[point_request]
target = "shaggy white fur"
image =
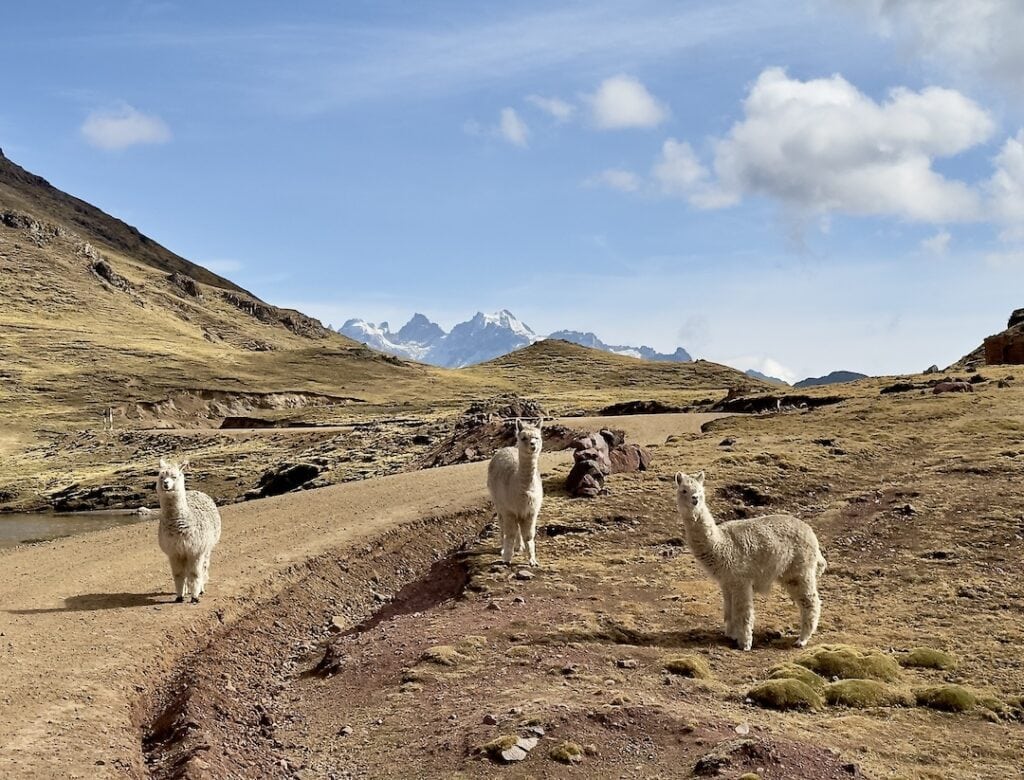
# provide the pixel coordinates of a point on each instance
(750, 555)
(189, 528)
(515, 488)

------------------------------

» Task directions: Reproduce the records above line for line with no changes, leaving out the pictures.

» Response:
[point_request]
target = "shaggy white fur"
image =
# provide the pixel coordinates of a point on each instance
(750, 555)
(189, 528)
(515, 488)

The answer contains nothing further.